◆ **YOUR OBJECTIVE**
Sort through the data and copy the lines holding the word "fireplace".

◆ **ENTRIES PROVIDED**
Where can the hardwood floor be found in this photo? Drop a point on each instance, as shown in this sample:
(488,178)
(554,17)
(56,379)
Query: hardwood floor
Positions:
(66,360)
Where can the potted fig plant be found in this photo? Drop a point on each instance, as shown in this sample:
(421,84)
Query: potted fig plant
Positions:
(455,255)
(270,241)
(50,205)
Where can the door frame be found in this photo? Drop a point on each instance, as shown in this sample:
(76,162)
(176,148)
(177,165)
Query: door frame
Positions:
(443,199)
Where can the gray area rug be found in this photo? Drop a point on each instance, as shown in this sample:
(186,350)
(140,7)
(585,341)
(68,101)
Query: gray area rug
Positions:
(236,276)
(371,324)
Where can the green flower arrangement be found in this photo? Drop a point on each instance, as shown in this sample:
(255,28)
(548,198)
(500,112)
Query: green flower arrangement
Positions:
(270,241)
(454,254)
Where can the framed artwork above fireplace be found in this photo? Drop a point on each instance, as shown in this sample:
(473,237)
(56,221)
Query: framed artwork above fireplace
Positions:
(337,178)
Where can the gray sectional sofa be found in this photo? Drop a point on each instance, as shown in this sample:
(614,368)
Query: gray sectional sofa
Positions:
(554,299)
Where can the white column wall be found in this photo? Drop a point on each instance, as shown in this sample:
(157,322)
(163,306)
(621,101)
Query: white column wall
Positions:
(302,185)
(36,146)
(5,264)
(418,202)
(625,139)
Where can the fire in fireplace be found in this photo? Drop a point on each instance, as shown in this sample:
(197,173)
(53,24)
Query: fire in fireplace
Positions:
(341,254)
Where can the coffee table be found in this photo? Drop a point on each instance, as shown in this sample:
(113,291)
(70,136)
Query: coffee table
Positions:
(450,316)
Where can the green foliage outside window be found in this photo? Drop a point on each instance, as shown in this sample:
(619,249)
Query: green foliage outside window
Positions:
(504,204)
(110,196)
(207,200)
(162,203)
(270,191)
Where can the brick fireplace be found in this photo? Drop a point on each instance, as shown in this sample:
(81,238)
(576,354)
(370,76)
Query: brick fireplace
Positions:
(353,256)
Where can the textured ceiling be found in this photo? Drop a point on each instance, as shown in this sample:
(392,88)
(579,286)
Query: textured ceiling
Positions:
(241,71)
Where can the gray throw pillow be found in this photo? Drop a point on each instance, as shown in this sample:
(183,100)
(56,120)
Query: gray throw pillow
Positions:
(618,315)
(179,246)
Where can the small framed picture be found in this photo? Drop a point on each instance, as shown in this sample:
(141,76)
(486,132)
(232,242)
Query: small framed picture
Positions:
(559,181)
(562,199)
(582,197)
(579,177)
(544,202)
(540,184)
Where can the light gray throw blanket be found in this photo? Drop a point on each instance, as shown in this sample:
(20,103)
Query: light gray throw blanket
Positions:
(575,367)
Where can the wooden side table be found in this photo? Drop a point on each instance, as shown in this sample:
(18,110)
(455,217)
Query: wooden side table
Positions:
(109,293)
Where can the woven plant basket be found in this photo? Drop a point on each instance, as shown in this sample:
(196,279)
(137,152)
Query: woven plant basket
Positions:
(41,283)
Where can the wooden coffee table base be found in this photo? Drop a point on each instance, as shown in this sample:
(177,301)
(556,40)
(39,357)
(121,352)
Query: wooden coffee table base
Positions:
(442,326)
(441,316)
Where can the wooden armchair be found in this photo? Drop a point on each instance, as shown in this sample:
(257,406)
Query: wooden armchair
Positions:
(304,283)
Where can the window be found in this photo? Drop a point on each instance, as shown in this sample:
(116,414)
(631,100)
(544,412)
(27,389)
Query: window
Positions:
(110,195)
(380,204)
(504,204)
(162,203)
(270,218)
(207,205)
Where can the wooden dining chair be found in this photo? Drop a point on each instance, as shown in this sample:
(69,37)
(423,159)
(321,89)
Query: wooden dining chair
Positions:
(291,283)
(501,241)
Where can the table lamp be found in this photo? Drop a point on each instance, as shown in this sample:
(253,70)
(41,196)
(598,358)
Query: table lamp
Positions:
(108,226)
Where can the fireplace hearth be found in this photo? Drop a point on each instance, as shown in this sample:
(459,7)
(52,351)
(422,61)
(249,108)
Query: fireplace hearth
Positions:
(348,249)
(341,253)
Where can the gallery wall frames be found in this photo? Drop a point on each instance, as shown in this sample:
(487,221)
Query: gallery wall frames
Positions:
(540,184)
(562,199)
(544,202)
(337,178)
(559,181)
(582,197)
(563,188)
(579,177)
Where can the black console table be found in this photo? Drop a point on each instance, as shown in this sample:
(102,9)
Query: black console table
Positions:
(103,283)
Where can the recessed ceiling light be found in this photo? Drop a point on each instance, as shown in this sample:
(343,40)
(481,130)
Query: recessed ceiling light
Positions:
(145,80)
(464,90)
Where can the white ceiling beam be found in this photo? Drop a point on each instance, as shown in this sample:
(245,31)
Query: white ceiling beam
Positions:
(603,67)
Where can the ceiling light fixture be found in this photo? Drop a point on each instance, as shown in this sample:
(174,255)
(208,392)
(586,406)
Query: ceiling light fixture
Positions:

==

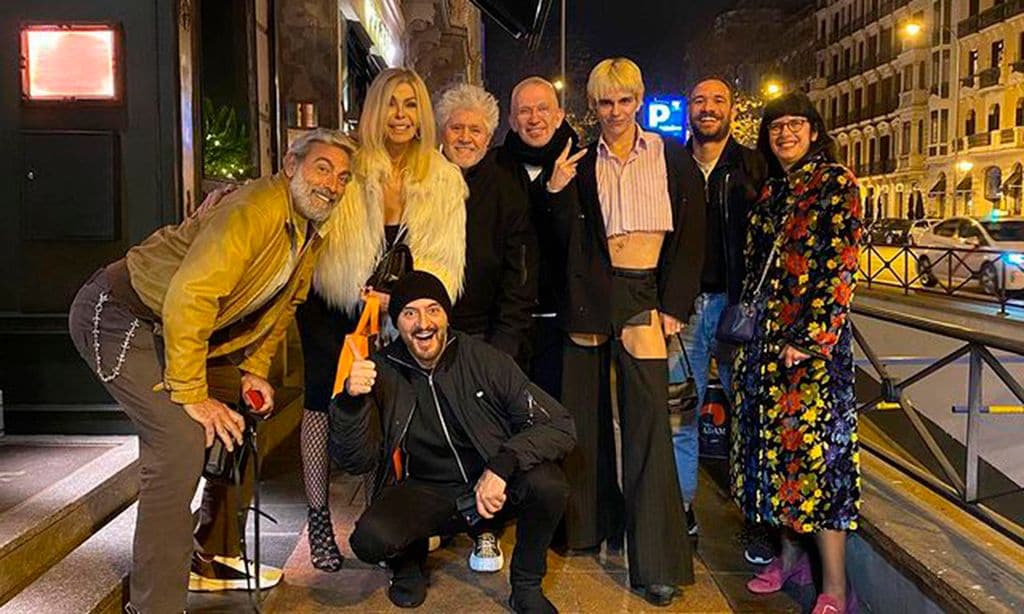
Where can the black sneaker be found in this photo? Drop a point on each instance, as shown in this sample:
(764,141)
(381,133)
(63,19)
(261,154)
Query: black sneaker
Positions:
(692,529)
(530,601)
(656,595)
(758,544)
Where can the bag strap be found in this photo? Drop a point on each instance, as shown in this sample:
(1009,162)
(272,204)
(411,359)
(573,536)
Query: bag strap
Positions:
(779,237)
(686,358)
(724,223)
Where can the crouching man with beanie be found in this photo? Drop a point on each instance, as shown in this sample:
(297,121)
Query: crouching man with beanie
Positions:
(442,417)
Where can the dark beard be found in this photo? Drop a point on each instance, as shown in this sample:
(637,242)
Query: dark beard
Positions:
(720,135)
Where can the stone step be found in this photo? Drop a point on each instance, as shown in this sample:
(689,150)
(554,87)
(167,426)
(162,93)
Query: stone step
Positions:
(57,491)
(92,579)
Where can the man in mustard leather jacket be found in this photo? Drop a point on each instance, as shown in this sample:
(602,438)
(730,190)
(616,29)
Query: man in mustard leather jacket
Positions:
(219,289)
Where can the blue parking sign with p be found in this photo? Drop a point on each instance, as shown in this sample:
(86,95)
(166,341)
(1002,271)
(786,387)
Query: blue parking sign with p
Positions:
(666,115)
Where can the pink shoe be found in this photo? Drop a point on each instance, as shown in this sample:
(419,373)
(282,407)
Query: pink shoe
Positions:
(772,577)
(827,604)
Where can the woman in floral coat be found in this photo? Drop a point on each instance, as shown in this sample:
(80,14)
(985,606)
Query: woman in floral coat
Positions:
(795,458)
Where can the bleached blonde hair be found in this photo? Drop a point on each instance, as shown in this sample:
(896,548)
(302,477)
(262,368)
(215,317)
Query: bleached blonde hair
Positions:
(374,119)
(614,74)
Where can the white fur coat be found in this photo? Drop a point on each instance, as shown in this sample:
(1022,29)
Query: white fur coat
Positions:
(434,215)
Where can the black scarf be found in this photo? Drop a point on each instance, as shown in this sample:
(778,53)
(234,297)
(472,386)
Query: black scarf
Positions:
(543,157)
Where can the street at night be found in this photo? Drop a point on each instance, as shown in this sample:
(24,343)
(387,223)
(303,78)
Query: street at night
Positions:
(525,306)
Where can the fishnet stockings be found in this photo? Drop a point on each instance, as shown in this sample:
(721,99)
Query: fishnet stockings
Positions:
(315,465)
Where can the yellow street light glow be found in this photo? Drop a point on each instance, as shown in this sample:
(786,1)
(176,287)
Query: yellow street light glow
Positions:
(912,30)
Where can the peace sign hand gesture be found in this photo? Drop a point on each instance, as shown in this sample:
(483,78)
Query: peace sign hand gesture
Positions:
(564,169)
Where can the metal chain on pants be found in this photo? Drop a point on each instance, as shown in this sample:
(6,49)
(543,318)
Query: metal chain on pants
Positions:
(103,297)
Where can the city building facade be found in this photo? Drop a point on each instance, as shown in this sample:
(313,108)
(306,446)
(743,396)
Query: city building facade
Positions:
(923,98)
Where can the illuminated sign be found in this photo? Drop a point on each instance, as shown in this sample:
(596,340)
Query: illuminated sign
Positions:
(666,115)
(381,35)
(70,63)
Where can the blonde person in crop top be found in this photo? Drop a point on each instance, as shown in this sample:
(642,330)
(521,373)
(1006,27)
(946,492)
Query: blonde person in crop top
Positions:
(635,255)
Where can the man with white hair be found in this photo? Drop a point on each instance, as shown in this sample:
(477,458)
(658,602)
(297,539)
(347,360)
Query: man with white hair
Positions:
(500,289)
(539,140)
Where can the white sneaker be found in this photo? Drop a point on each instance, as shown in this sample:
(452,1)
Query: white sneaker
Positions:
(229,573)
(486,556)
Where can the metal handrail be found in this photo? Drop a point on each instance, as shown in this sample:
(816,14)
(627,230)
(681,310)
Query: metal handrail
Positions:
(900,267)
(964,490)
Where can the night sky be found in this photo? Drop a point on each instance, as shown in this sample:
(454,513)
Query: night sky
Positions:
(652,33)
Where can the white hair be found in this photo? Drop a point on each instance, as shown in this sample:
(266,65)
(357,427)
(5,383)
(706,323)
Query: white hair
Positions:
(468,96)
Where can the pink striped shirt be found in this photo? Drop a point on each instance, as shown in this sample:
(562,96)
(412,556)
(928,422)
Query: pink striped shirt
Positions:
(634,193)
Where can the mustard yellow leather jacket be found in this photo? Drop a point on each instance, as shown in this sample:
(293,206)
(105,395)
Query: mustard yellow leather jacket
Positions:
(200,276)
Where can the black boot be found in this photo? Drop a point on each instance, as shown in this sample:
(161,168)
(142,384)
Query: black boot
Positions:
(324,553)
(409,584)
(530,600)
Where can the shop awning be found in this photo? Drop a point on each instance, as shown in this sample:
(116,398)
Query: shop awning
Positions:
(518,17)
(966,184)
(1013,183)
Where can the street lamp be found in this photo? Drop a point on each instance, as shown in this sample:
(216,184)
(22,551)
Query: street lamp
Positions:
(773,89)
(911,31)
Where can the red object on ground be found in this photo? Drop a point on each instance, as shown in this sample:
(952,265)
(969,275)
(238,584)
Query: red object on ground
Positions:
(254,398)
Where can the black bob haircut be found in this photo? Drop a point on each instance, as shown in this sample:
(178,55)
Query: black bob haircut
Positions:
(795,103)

◆ **SOLUTION**
Where can the framed artwork above fireplace be found in this photo? Drop a point on each instance, as shown in this sample:
Query: framed artwork above fireplace
Where can the fire in fireplace be found in this photo? Drop a point on each instance, as shown in this sample:
Query: fire in fireplace
Where can the brick fireplace be found in this photo? Drop a point on each instance, as shown in this sample:
Query: brick fireplace
Where can the fireplace hearth be found in this photo? Drop a point on each instance, as shown in this sample:
Query: fireplace hearth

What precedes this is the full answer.